## [Work to be completed]
Give an exact copy of every entry.

*** Dataset excerpts

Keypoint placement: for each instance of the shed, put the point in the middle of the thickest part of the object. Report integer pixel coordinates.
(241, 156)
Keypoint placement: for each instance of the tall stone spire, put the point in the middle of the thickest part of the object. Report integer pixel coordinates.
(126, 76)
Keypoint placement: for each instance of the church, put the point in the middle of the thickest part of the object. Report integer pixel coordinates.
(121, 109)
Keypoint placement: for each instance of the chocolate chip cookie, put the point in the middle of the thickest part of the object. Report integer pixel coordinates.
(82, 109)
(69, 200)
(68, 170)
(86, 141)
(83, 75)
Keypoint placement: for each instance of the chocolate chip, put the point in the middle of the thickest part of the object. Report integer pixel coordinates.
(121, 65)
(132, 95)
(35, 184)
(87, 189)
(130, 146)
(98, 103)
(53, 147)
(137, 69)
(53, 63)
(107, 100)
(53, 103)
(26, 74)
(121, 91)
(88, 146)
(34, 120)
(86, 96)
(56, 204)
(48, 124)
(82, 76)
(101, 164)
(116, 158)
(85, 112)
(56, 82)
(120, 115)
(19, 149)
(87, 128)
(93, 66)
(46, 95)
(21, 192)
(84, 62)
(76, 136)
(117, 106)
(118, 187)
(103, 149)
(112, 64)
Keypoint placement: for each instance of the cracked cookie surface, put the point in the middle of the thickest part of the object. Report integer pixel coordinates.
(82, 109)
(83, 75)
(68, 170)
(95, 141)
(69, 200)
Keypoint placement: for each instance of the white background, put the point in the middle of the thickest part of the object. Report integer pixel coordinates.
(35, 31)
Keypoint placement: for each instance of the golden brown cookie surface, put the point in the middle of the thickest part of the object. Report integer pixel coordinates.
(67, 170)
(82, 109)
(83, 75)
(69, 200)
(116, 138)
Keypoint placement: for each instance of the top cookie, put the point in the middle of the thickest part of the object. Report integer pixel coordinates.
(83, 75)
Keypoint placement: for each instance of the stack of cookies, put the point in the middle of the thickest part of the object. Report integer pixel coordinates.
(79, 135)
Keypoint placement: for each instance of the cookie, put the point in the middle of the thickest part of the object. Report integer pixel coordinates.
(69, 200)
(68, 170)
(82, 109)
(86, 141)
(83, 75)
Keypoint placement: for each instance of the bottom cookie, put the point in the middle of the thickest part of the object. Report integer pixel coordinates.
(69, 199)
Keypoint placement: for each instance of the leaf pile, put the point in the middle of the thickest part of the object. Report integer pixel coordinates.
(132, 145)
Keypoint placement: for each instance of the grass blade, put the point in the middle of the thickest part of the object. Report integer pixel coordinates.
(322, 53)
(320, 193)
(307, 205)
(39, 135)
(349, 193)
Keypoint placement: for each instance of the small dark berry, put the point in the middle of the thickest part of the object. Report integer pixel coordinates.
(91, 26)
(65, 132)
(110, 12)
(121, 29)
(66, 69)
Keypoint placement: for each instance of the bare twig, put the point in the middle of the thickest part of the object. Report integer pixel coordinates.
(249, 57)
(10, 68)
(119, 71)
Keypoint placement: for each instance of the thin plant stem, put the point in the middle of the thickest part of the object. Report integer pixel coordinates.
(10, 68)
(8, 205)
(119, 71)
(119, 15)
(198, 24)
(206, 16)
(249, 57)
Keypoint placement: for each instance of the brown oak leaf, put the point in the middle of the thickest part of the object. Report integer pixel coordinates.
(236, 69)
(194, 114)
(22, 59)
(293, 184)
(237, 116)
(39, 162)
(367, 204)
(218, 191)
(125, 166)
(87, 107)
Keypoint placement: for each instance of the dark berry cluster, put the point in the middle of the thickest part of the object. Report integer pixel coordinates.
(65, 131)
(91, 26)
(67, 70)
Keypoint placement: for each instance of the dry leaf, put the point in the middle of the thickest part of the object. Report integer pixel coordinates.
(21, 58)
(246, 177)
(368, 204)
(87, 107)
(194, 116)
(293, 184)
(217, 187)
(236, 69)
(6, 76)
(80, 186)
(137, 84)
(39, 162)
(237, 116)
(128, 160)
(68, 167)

******

## [Output for this exercise]
Keypoint placement: for each instance of the shed, put the point in the middle of the thickest part of the object. Report integer pixel coordinates.
(241, 156)
Keypoint placement: for each instance of the tall stone spire, put the point in the middle of the thickest part of the object. Report integer pixel coordinates.
(126, 76)
Keypoint placement: for each instance of the church, put the point in the middle of the thickest part of the object. Report integer pixel coordinates.
(121, 109)
Keypoint placement: for each instance of the chocolate chip cookie, put the point in the middle of the thickest part of the object. Report integer pixel coordinates.
(82, 109)
(69, 200)
(68, 170)
(86, 141)
(83, 75)
Keypoint placement: for each instance of the chocolate chip, put the point in the middle of the thickest part of the object. Report integer pixel coordinates.
(121, 65)
(132, 95)
(35, 184)
(87, 189)
(130, 146)
(98, 103)
(53, 147)
(137, 69)
(53, 63)
(107, 100)
(53, 103)
(26, 74)
(121, 91)
(88, 146)
(34, 120)
(86, 96)
(56, 204)
(48, 124)
(82, 76)
(101, 164)
(116, 158)
(85, 112)
(56, 82)
(120, 115)
(19, 149)
(87, 128)
(93, 66)
(46, 95)
(21, 192)
(84, 62)
(76, 136)
(117, 106)
(118, 187)
(103, 149)
(112, 64)
Keypoint placement: for each instance of the cracked cookie surface, put the point in the middle of the thickest part of the object. Report integer pixel coordinates.
(82, 109)
(83, 75)
(68, 170)
(95, 141)
(69, 200)
Keypoint placement: for each instance of the white background, put the point in the middle of the thickest part of the object. Report integer pixel coordinates.
(35, 31)
Keypoint placement: for each instance of the golden brown cookie surface, put the point in the middle of the thickest part of the object. Report integer pixel coordinates.
(67, 170)
(82, 109)
(83, 75)
(69, 200)
(116, 138)
Keypoint placement: for each instance of the top cookie, put the point in the middle of the thickest part of the object. Report integer pixel coordinates.
(83, 75)
Keypoint placement: for each instance of the stack of cookies, put the point in the middle of the thickest part of the object. Report integer pixel coordinates.
(79, 135)
Keypoint placement: for each instance of the cookie, put the point in the middle of the thickest part of the object. Report integer pixel coordinates.
(69, 200)
(68, 170)
(82, 109)
(86, 141)
(83, 75)
Keypoint placement: for each instance of the bottom cookie, put the point in the middle of the thickest part of the object. Report integer pixel coordinates.
(69, 199)
Keypoint placement: for each instance of the leaf pile, put the point in the middle of the thickest part of the object. Report integer pixel coordinates.
(132, 145)
Keypoint placement: for each instance of the grass blade, put the point in the middle of the thickest part of the object. Report integer pixel coordinates.
(322, 53)
(320, 193)
(307, 205)
(39, 135)
(349, 193)
Keypoint placement: for each instance of the small dark berry, put the point in the middle of the thickest part of the object. Report integer pixel coordinates.
(91, 26)
(65, 132)
(110, 12)
(121, 29)
(66, 69)
Keypoint placement: for each instance of the bare twig, put the point in the middle of the thickest part of the object. Report integer pixel coordinates.
(249, 57)
(10, 68)
(119, 71)
Keypoint placement: for each instance of the thin plant stem, put the point in the middle of the thickest part of the object. Report integer pixel coordinates.
(10, 68)
(8, 205)
(119, 71)
(119, 15)
(198, 24)
(206, 16)
(249, 57)
Keypoint placement: for each instance of the brown oak leaf, put the point in the middle of the thickest part of the object. Report integer pixel coordinates.
(236, 69)
(194, 114)
(22, 59)
(293, 184)
(237, 116)
(39, 162)
(367, 204)
(218, 191)
(125, 166)
(87, 107)
Keypoint placement: for each instance of the dark berry cluster, put the point in the middle of the thickest part of the object. Report integer pixel coordinates.
(65, 131)
(91, 26)
(67, 70)
Keypoint placement: for each instance of the dry leaf, put the point in the middle of the thickest part of the object. Report integer pixel coordinates.
(21, 58)
(246, 177)
(368, 204)
(87, 107)
(194, 116)
(293, 184)
(217, 187)
(236, 69)
(6, 76)
(80, 186)
(137, 84)
(39, 162)
(237, 116)
(128, 160)
(68, 167)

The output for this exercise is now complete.